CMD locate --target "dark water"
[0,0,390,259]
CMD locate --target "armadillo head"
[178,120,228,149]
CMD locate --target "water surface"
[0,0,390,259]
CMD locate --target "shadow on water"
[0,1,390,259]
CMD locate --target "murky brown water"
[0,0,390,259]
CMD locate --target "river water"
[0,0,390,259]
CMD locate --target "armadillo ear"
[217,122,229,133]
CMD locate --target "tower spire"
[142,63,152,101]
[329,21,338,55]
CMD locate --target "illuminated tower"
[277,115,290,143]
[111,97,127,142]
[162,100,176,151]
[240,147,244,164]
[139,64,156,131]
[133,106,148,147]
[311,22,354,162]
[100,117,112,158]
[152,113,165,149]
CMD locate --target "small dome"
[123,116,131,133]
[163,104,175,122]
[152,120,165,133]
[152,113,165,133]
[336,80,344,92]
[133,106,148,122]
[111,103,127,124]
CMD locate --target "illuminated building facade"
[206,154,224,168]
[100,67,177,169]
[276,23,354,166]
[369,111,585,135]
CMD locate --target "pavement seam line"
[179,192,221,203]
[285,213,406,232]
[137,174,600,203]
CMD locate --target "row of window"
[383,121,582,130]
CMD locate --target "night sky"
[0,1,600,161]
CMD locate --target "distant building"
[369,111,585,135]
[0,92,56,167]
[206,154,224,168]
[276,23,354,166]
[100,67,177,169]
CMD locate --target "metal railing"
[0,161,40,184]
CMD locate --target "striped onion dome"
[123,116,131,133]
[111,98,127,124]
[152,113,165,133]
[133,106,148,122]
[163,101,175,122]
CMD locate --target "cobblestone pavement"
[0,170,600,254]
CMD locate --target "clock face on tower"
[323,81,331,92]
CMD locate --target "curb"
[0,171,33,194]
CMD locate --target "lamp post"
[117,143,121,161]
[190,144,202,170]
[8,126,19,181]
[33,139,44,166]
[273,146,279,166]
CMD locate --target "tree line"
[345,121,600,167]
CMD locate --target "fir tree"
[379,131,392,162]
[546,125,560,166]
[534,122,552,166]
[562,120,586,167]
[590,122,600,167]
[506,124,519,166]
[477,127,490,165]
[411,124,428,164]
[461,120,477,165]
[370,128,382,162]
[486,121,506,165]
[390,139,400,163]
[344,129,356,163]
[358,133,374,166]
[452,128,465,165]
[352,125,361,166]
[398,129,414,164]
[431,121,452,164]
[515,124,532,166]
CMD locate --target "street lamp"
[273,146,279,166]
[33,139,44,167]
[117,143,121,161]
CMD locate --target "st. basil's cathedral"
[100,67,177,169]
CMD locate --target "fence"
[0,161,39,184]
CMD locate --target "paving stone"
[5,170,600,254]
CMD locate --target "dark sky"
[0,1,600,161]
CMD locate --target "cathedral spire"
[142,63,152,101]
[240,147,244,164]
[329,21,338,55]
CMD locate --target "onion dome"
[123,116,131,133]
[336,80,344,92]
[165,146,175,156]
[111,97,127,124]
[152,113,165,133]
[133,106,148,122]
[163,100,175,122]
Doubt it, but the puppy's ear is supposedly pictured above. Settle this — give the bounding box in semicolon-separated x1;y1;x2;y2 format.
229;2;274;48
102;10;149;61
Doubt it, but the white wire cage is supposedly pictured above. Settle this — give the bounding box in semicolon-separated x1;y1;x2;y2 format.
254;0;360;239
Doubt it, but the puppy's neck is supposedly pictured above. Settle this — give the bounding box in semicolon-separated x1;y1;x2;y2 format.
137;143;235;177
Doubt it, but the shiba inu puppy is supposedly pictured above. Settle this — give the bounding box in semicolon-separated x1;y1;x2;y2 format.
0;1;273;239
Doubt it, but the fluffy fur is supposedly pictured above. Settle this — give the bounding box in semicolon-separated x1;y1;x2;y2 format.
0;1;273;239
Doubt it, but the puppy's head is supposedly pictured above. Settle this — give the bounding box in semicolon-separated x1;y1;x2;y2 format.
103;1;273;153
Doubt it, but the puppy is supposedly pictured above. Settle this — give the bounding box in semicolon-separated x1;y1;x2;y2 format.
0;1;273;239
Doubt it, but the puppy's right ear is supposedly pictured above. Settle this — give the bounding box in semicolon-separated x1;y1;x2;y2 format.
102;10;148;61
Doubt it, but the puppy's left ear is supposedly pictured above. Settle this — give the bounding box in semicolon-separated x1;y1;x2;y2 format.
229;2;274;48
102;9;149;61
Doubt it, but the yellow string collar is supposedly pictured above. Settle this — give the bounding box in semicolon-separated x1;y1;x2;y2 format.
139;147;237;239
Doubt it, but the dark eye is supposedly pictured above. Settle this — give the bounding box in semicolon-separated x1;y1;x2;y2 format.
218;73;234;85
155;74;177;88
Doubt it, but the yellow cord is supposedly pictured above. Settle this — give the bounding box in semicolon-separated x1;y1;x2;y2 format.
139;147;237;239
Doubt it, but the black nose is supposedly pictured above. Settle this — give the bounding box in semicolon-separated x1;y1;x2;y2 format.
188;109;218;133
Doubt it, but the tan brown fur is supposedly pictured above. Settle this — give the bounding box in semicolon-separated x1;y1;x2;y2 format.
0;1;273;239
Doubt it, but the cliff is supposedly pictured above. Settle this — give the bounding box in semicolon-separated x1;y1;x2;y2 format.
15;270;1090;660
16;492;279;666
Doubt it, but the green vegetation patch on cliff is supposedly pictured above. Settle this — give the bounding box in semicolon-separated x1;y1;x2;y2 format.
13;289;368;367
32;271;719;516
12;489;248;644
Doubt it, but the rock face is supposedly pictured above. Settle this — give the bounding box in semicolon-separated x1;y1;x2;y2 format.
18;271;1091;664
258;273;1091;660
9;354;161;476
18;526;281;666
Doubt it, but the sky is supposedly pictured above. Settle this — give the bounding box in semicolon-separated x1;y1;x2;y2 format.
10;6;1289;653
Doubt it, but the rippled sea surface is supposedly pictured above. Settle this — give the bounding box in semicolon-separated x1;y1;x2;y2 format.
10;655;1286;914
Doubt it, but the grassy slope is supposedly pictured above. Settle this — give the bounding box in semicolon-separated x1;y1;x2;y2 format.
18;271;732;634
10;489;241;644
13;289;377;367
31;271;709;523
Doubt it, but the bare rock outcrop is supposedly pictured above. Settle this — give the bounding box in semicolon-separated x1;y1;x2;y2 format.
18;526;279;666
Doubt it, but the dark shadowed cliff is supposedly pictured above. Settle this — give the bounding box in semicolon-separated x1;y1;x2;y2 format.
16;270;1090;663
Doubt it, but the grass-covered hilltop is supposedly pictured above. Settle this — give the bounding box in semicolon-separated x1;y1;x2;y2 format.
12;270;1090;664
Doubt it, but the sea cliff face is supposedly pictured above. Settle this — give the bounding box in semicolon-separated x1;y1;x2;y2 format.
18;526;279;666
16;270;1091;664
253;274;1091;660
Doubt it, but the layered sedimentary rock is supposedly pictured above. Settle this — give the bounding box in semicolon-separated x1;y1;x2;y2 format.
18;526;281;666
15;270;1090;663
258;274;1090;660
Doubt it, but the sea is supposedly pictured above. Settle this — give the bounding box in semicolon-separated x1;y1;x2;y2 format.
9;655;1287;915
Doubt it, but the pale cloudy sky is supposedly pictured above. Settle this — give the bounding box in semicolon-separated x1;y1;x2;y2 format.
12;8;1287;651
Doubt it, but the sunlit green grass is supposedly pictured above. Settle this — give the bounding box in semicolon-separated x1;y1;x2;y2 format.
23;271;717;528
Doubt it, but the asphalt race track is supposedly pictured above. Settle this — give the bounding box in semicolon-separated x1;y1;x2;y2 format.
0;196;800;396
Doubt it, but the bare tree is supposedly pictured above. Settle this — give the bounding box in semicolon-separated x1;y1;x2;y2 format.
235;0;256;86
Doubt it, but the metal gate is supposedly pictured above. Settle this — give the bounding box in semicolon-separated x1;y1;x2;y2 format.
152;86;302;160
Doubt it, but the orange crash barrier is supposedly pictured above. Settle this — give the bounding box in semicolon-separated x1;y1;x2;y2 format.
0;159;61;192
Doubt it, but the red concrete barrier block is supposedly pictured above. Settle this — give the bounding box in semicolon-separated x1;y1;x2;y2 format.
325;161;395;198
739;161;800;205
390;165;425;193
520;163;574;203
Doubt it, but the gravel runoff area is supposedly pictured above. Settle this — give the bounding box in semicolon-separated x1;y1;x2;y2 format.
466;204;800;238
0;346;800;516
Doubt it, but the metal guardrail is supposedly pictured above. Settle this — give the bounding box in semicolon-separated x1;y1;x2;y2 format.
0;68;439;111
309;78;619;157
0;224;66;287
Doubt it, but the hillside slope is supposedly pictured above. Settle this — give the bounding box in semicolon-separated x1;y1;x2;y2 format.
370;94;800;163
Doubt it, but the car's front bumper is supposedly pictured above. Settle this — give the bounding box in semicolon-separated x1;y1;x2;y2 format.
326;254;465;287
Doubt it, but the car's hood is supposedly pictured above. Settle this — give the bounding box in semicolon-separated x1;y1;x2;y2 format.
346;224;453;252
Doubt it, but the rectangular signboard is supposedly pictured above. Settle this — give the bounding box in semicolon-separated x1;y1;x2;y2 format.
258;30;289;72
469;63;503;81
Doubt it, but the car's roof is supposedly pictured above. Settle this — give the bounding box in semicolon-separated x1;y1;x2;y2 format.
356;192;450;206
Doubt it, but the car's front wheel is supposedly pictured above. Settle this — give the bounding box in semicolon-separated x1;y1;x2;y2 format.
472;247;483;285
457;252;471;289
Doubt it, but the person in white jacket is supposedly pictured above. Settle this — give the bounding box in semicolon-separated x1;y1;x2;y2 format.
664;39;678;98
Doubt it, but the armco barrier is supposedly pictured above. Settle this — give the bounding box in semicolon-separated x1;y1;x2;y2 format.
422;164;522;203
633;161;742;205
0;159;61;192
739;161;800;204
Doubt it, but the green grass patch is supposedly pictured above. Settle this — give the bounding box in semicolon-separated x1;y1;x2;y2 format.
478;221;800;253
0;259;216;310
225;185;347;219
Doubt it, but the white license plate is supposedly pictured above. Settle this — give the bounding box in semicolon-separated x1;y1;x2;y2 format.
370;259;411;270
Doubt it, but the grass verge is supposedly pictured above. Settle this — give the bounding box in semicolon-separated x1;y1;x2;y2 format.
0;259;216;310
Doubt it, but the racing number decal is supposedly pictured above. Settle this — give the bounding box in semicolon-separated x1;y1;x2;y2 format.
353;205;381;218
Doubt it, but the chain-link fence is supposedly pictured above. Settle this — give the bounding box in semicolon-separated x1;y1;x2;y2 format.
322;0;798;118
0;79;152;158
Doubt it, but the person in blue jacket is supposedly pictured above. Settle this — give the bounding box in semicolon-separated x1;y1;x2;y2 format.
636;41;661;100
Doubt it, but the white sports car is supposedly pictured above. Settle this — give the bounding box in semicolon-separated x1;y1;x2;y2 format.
——————————
# TASK INSTRUCTIONS
Rewrite the lines between the one holding "Doubt it, but the car's roof" and the one holding "664;39;678;98", inclusive, replacing "Settle this" with "Check this" and leaving everything else as it is.

# THE RESULT
Doubt it, but the car's roof is supposedly pictured above. Check this — give the bounding box in semicolon-separated x1;y1;x2;y2 format.
356;192;450;206
Doubt it, but the car's front wheel is supposedly pictured above. Check this — give the bounding box in semicolon-separated x1;y1;x2;y2 format.
472;247;483;285
457;252;471;289
Doubt it, but the person in white jacket is supposedly pictured above. Check this — give the bounding box in semicolon-separated x1;y1;x2;y2 format.
664;39;678;98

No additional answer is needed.